What this task involves: Copy the data below, from the line containing "Target: woman in pink top" down through the very end, keeping every line and its wording, and shift each x and y coordinate in the answer points by -18.

Entries shown:
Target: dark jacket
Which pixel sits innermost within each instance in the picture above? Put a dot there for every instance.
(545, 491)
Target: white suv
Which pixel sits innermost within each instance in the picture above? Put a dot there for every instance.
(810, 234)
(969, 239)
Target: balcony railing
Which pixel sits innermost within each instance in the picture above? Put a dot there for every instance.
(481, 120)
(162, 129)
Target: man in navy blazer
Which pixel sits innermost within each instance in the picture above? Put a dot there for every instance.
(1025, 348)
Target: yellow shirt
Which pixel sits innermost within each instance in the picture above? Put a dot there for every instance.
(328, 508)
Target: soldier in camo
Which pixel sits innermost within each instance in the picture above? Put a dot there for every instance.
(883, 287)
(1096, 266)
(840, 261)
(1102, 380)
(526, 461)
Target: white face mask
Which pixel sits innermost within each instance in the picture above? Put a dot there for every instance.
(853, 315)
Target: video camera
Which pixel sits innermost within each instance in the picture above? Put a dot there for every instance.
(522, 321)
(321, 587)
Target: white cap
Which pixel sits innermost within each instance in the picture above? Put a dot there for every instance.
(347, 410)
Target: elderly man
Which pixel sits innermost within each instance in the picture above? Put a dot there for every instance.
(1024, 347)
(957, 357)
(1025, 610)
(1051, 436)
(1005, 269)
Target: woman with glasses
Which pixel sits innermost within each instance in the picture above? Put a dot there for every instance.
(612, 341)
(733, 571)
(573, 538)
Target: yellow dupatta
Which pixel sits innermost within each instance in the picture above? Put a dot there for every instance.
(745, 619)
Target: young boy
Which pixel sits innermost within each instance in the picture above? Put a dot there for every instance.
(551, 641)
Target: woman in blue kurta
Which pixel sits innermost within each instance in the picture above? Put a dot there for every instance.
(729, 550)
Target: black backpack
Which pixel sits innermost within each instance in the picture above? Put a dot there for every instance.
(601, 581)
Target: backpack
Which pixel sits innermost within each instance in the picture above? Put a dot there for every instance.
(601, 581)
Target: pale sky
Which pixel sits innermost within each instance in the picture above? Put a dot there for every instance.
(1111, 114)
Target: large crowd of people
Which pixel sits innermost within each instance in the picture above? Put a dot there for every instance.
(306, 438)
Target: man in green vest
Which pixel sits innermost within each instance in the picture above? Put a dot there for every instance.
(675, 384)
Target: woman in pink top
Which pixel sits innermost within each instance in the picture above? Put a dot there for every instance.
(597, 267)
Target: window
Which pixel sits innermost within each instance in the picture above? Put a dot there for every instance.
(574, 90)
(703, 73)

Finished task:
Target: woman in pink top
Which pixel sits innermost within each instance in the picture above? Put a dot there for every instance.
(579, 249)
Target: window
Which pixel sits innermost within each instance in the picture above? Put a dot there for every instance.
(556, 72)
(685, 55)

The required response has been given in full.